++++ INPUT FOR THIS TASK

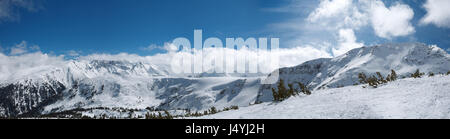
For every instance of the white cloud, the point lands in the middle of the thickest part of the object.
(22, 48)
(347, 42)
(27, 65)
(393, 21)
(167, 47)
(73, 53)
(9, 8)
(437, 13)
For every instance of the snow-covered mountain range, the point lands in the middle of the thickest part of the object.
(113, 83)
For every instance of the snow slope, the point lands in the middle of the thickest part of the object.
(40, 84)
(427, 97)
(404, 58)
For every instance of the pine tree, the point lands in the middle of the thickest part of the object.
(362, 78)
(417, 74)
(373, 81)
(381, 79)
(291, 91)
(393, 75)
(168, 116)
(212, 110)
(430, 74)
(304, 89)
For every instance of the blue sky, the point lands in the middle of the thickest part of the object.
(114, 26)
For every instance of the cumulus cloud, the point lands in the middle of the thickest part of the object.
(347, 42)
(73, 53)
(22, 48)
(27, 65)
(437, 13)
(9, 8)
(393, 21)
(166, 47)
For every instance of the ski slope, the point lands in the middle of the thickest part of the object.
(424, 98)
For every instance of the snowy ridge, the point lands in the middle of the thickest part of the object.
(121, 83)
(404, 58)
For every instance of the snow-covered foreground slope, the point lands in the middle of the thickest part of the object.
(427, 97)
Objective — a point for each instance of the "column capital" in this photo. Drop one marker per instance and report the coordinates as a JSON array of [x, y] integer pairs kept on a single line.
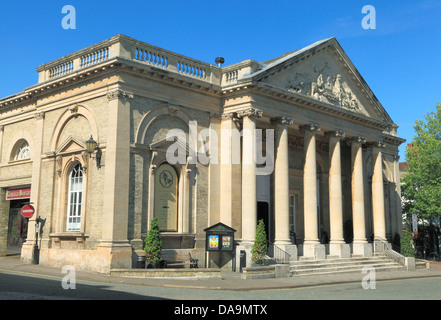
[[380, 144], [250, 112], [311, 127], [118, 93], [282, 120], [335, 134], [359, 139]]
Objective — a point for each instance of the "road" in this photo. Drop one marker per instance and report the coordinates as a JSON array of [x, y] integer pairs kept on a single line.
[[19, 286]]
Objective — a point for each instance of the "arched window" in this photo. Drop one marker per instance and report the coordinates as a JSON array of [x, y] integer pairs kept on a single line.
[[75, 198], [23, 152]]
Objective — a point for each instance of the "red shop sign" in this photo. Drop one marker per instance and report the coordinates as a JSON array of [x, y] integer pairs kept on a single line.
[[18, 194]]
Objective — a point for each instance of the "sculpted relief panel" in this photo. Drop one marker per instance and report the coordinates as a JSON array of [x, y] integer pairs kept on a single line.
[[324, 84]]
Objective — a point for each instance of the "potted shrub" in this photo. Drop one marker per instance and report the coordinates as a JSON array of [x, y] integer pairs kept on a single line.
[[407, 248], [153, 245], [260, 247]]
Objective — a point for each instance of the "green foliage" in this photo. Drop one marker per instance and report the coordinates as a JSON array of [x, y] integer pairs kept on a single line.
[[407, 248], [153, 243], [421, 187], [260, 247]]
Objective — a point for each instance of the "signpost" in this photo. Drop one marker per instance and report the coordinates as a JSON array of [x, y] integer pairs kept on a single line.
[[414, 223], [27, 211], [220, 245]]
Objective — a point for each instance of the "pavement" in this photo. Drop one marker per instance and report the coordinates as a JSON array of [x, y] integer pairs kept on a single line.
[[230, 280]]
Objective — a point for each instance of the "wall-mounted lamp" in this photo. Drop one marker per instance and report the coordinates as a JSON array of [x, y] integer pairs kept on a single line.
[[91, 145]]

++++++++

*TO DO*: Write out the full listing verbatim, excluding its pictures.

*RESULT OF THIS EXERCISE*:
For every instance of the white cloud, the point lands in the middle of the thickest part of the object.
(22, 48)
(347, 42)
(27, 65)
(393, 21)
(167, 47)
(73, 53)
(9, 8)
(437, 13)
For every instance of the snow-covered mountain range, the point lands in the middle of the thickest part of the object.
(113, 83)
For every instance of the snow slope, the point lands in the middle of the thickest part of the object.
(40, 84)
(427, 97)
(404, 58)
For every instance of the pine tree, the point lands in the middle of the thickest part of the object.
(362, 78)
(417, 74)
(373, 81)
(381, 79)
(291, 91)
(393, 75)
(168, 116)
(212, 110)
(430, 74)
(304, 89)
For every instance of the blue sky, the point lands in the middle of the thickest part of the object.
(114, 26)
For every instance of the cumulus cloud, the point lands in the middle of the thickest part of the object.
(347, 42)
(73, 53)
(22, 48)
(27, 65)
(437, 13)
(9, 8)
(393, 21)
(166, 47)
For every instance of the ski slope, the point lands in the middle of the thickest part of the object.
(424, 98)
For every instance of the snowy ridge, the point lands in the middle of the thickest part of the object.
(121, 83)
(404, 58)
For every instance of the snow-covered foreground slope, the point lands in the middle of the thickest part of the object.
(427, 97)
Objective — a point for each instance of the "column capital" in this photo. Drop one marker per instance and report the coordinates as a JSON array of [x, y] integer pairs kept on a single line.
[[380, 144], [250, 112], [311, 127], [118, 93], [282, 120], [335, 134], [359, 139]]
Objective — a point for each instance of the "road" in this photo. Drop one marker per instance and report the coordinates as a JSON array of [x, y] integer pairs kept on a single line.
[[19, 286]]
Objective — a point for each instance of the "arched window" in this photo. Drop one marker per instance and report the coordinates as a JSON array of [x, y] integer pairs kept on a single line.
[[75, 198], [23, 152]]
Objective — a point for each instance of the "red shop sign" in this photo. Drop one marker per instance and report the coordinates as a JSON array of [x, y] integer pairs kept on a single line.
[[18, 194]]
Objective — a point for each instance of the "sculpted relief panel" in this photo. Drop one marker per instance and report the coordinates as a JSON array of [x, y] integer pairs kept on a single line.
[[324, 84]]
Objective — a point for each instance of the "potted shrub" in this photo. Drop one marker per instance and report the coordinates as a JSON array of [x, y] integer pairs kept on a single line.
[[407, 248], [153, 245], [260, 247]]
Objective — a point for each instance of the "green foliage" in this photo. Drop one marker per instance and report the coordinates as a JSON array of [x, y] integer pairs kept on a single line.
[[407, 248], [153, 243], [421, 187], [260, 247]]
Objective — a point for each instance of the "signpost" in this photo. Drop one marker per instance and report the coordinates as a JSON array of [x, y] integer pairs kept on a single line.
[[414, 223], [27, 211], [220, 245]]
Objective — a point for each instance of the "pavement" in this photo. Drop one marker per instance and report the coordinates as a JSON array of [x, y] integer pairs kept on a single line.
[[230, 280]]
Objective — a point for each instance of the "wall-mounted lamp" in this photo. Drop one marker per instance and report the coordinates as a JSON array of [x, y] integer pairs kept on a single line.
[[91, 145]]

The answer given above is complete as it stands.